▶ Records supplied:
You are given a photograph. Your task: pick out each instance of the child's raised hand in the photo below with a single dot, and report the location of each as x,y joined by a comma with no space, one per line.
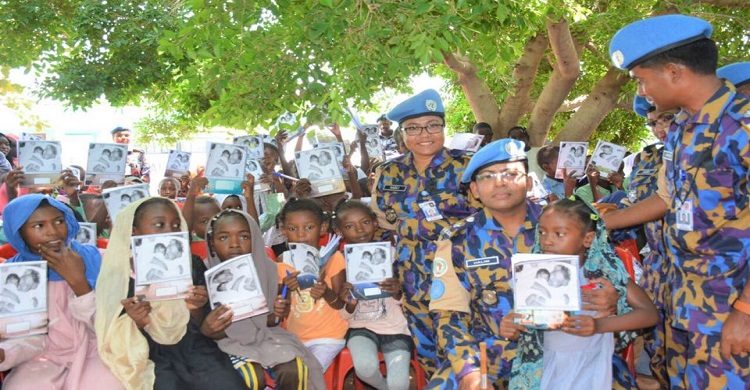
196,186
291,282
197,297
509,329
302,188
593,174
602,300
69,265
217,321
248,185
579,325
319,288
617,178
569,182
137,310
14,177
345,294
391,286
281,307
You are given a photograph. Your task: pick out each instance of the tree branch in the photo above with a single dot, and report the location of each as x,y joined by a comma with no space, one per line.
600,102
524,73
561,81
478,94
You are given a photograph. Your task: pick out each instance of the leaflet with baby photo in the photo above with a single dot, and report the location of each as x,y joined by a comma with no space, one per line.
225,169
33,136
86,233
117,198
607,158
254,167
253,143
235,283
162,266
319,166
372,141
573,158
178,164
23,299
466,141
306,260
106,162
339,153
537,191
367,265
545,282
41,162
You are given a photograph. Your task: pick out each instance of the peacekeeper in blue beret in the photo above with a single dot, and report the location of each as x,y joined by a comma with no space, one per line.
737,74
417,195
643,184
702,196
471,285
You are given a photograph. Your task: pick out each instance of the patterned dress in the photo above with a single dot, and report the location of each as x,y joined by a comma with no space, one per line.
643,183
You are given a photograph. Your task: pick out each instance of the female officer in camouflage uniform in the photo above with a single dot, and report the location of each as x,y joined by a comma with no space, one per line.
417,195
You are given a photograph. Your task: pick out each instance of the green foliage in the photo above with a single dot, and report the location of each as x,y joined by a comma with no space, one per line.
242,64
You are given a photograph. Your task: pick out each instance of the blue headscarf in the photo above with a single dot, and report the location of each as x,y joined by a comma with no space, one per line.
18,211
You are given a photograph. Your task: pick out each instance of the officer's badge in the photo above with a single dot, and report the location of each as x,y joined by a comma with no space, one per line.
618,58
390,215
489,297
439,267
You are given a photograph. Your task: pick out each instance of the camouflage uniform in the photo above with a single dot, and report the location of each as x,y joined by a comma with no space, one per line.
400,188
706,161
643,183
471,293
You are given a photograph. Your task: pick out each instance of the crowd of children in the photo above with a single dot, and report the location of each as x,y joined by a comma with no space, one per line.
453,222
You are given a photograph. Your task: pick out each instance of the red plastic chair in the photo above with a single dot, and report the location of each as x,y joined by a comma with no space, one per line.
327,378
344,364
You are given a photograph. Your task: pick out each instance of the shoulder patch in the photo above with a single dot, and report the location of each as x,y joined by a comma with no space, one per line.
455,229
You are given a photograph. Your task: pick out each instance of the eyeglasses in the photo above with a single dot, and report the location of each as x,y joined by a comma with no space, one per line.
664,118
504,176
432,128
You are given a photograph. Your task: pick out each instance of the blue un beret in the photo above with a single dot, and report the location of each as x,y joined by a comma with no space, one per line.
427,102
644,39
737,73
502,150
641,106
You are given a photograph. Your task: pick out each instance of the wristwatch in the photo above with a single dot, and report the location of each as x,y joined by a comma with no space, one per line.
742,307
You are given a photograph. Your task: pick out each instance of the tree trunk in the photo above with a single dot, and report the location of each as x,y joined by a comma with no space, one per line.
478,94
600,102
562,80
518,103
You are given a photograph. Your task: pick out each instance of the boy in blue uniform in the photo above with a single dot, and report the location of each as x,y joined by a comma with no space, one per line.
417,196
471,289
703,196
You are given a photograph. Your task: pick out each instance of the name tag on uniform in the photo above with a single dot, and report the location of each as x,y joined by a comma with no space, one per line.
685,216
394,188
481,262
430,211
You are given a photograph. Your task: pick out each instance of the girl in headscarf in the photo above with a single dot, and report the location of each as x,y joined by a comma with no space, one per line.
66,357
257,343
155,345
583,350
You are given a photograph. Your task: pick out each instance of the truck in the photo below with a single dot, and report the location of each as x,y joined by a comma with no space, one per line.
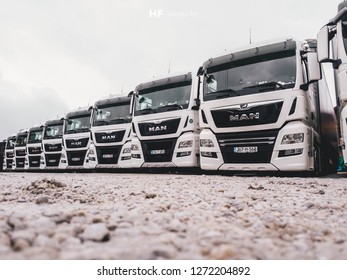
9,152
166,123
110,132
20,150
33,148
52,144
266,107
2,153
332,48
76,139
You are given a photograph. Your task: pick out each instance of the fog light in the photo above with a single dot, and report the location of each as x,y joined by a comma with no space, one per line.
125,158
291,152
136,156
134,147
185,144
127,151
209,154
183,154
206,143
293,138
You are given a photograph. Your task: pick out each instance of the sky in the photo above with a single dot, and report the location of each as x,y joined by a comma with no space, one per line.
58,55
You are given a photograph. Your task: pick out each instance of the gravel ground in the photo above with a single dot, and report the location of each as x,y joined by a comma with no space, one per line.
171,216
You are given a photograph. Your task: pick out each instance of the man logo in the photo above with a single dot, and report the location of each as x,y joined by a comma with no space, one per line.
108,137
157,128
243,117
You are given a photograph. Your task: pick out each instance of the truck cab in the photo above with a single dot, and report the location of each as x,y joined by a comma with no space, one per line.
111,131
76,139
20,150
9,152
332,48
34,148
266,107
165,123
52,144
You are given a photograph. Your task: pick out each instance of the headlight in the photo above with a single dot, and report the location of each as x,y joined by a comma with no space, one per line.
127,150
293,138
206,143
185,144
134,147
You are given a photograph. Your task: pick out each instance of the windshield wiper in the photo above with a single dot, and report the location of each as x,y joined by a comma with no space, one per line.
118,120
274,84
100,122
172,106
146,111
228,92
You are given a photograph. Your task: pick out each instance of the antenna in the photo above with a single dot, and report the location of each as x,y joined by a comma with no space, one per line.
250,35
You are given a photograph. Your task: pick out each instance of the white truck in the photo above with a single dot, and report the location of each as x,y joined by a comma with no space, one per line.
111,131
9,152
52,144
20,150
266,107
165,123
332,47
76,139
34,148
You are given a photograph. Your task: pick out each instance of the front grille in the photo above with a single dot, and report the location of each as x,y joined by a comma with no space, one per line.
115,136
19,162
9,163
165,127
262,114
34,150
53,147
9,154
263,140
108,155
20,153
52,160
77,143
158,150
76,158
34,161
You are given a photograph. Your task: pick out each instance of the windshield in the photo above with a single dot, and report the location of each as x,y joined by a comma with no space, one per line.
164,98
35,136
10,143
77,124
112,114
344,32
265,73
53,131
21,140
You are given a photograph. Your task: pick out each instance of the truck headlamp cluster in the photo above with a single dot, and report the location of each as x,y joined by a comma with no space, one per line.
206,143
127,151
185,144
134,147
293,138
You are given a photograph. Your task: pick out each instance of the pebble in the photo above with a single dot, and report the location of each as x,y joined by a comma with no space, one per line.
170,216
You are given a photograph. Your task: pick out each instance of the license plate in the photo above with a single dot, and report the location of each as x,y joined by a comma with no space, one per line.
157,152
107,156
245,150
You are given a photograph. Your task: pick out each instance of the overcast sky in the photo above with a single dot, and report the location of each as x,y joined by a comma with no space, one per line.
56,55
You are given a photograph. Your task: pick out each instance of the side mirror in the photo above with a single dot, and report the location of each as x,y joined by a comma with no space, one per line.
323,44
314,70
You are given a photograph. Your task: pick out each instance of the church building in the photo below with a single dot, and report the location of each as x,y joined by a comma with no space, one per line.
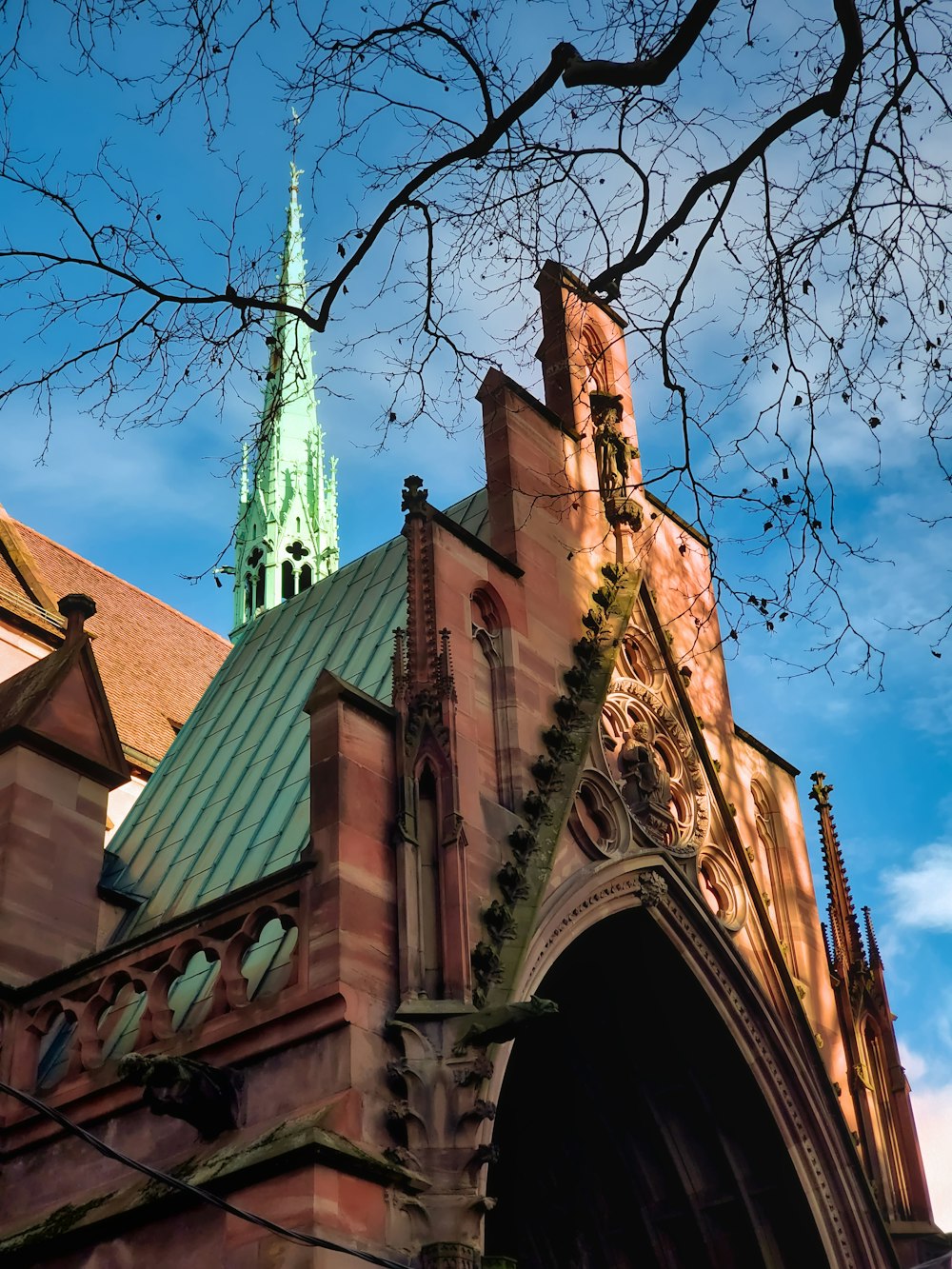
461,926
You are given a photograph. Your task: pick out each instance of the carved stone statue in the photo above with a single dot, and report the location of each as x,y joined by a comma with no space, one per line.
646,784
613,457
204,1096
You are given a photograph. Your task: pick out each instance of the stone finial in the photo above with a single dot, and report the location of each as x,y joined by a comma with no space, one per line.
76,608
821,791
414,495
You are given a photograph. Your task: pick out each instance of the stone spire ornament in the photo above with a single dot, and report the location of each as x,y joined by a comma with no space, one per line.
286,537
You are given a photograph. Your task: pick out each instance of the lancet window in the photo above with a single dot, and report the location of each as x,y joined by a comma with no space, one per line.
490,698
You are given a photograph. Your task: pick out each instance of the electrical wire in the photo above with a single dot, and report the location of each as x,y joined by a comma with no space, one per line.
307,1240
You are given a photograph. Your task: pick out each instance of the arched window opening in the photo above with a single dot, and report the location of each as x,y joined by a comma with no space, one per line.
267,963
489,700
192,994
118,1023
428,845
596,362
56,1048
687,1168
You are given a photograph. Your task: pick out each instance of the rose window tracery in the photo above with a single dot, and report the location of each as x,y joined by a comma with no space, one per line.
654,766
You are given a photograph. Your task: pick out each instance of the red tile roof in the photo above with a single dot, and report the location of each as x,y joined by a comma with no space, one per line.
155,663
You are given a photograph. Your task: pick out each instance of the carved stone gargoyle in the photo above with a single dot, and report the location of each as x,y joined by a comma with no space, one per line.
201,1094
497,1025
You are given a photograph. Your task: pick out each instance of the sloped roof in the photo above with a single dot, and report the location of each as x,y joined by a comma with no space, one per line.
59,701
230,803
155,663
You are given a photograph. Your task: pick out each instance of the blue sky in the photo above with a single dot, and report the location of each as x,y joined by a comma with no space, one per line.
156,506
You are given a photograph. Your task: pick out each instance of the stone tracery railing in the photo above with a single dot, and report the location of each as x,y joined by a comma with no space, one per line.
169,989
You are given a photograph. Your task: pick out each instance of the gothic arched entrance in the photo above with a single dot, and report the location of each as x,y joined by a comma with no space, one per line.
631,1131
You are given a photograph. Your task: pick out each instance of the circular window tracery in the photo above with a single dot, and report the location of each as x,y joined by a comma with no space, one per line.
722,887
653,764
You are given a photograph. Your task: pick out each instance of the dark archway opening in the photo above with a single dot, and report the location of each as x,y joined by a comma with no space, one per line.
631,1132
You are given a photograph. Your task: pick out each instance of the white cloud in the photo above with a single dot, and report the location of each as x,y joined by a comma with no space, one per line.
933,1120
922,895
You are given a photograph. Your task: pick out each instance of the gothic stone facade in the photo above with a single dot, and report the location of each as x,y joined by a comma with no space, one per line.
510,953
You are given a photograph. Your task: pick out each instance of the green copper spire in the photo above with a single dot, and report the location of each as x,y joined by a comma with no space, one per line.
288,528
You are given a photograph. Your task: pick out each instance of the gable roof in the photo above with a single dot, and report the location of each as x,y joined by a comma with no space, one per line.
59,705
155,663
230,803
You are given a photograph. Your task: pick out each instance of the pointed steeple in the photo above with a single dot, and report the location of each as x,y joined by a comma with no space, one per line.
286,536
844,925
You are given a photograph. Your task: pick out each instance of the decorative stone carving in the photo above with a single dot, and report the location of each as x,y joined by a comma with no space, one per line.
653,763
654,888
722,887
204,1096
449,1256
613,457
598,820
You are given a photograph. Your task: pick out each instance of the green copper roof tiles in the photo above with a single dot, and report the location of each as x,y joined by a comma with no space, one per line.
230,803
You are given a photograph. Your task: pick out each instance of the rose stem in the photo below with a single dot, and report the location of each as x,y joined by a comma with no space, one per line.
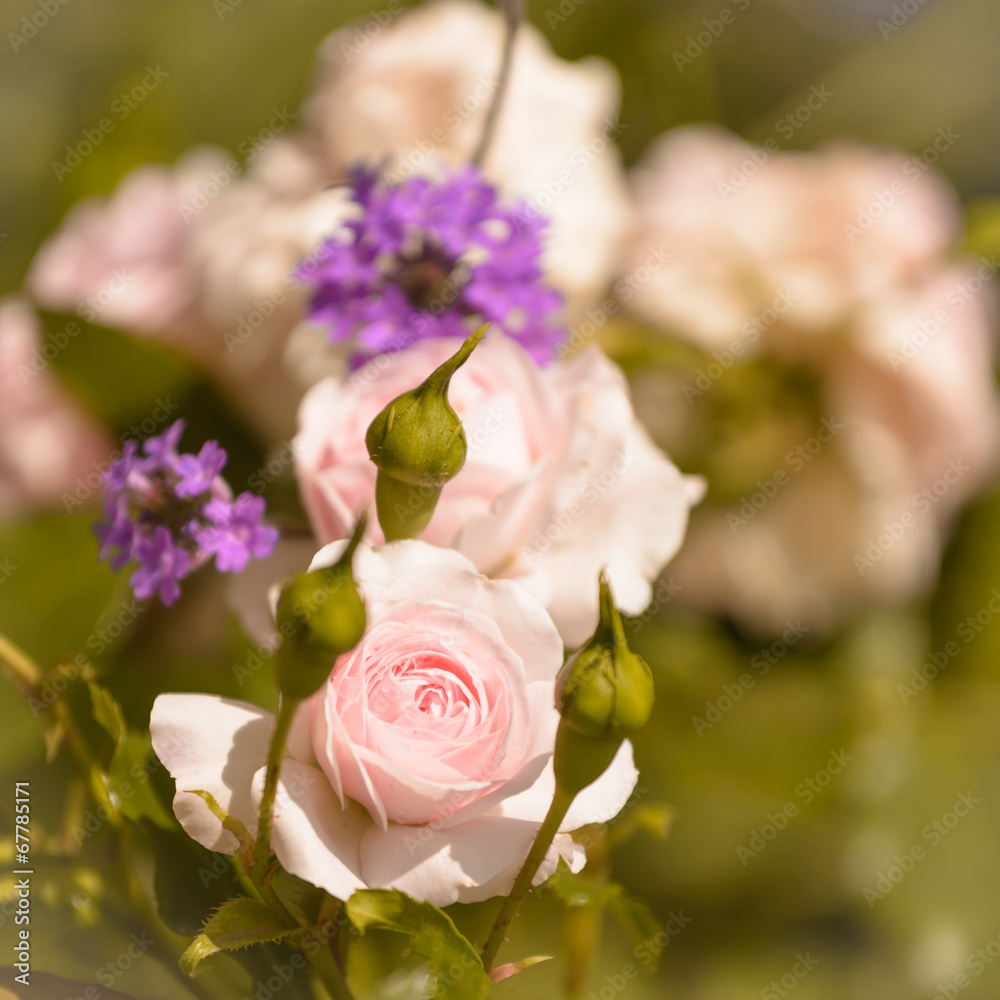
262,849
546,834
513,14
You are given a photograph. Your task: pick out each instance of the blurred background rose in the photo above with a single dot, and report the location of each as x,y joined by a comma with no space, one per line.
739,220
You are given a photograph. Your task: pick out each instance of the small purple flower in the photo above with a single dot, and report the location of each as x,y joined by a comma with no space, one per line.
199,471
429,259
235,533
171,513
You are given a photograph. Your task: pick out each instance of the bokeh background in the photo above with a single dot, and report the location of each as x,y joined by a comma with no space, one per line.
752,918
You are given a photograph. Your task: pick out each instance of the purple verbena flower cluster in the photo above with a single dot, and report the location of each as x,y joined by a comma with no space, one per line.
427,259
171,512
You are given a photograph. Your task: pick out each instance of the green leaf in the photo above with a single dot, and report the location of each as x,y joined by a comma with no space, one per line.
108,712
456,968
634,917
189,880
44,985
129,782
238,923
132,764
244,853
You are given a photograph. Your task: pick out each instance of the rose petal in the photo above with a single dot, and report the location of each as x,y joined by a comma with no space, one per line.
313,836
214,745
463,864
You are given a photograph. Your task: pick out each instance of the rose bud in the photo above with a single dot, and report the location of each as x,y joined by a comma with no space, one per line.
320,615
604,693
418,444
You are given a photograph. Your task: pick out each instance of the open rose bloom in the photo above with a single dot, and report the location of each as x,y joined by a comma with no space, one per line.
560,481
424,763
837,263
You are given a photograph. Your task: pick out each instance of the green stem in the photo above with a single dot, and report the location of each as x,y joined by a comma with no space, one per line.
543,841
513,14
329,974
24,673
262,851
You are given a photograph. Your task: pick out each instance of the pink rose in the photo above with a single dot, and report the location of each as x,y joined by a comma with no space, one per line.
47,439
417,92
424,763
126,261
560,481
837,261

▶ Exercise description: Exact copies of the lines from the one holding "the green stem" through the last line above, and only those, make up the answer.

▶ Answer box:
You are given a photograph. Your task: pick out each instance of the green stem in the photo above with a single dot, and report the location of each as x,y joined by a comma with no space, one per line.
543,841
513,14
329,974
24,673
262,851
You are given a photograph. Your task: pick out each instance of the pink rose in the photo above with a single dot, and report the location of each as x,y joined by a comma with no space, one per line.
47,439
417,92
424,763
126,261
560,481
837,261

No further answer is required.